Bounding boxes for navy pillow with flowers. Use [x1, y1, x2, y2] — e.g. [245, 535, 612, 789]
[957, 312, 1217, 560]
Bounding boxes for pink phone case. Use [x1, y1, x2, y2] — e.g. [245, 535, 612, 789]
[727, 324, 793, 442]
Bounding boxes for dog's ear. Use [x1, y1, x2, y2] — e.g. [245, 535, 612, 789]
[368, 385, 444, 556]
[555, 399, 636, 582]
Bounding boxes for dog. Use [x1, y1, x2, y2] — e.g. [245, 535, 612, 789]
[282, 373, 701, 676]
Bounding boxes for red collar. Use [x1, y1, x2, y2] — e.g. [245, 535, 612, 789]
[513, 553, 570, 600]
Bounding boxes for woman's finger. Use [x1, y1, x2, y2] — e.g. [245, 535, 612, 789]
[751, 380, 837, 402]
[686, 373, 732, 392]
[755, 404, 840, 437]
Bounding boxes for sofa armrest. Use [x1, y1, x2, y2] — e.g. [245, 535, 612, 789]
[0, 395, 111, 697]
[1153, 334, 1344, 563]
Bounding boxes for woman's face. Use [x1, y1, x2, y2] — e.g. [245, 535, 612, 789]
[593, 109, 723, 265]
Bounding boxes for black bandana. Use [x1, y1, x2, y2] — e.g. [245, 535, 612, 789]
_ _ _ _ _ _ _
What needs to be done ▸ Copy the entries again from the line with "Bounding boxes for woman's finger." to the line with "[1153, 334, 1344, 563]", switching "sofa armrest" to "couch armrest" and changing nothing else.

Result of this exercise ▸
Bounding boxes for woman's finger. Use [x1, y1, x2, y2] — e.g. [245, 535, 612, 789]
[751, 380, 837, 402]
[686, 373, 732, 392]
[755, 404, 840, 437]
Bounding boxes for couch armrest. Use [x1, y1, x2, y2] — e.g. [245, 535, 612, 789]
[0, 395, 111, 697]
[1153, 334, 1344, 563]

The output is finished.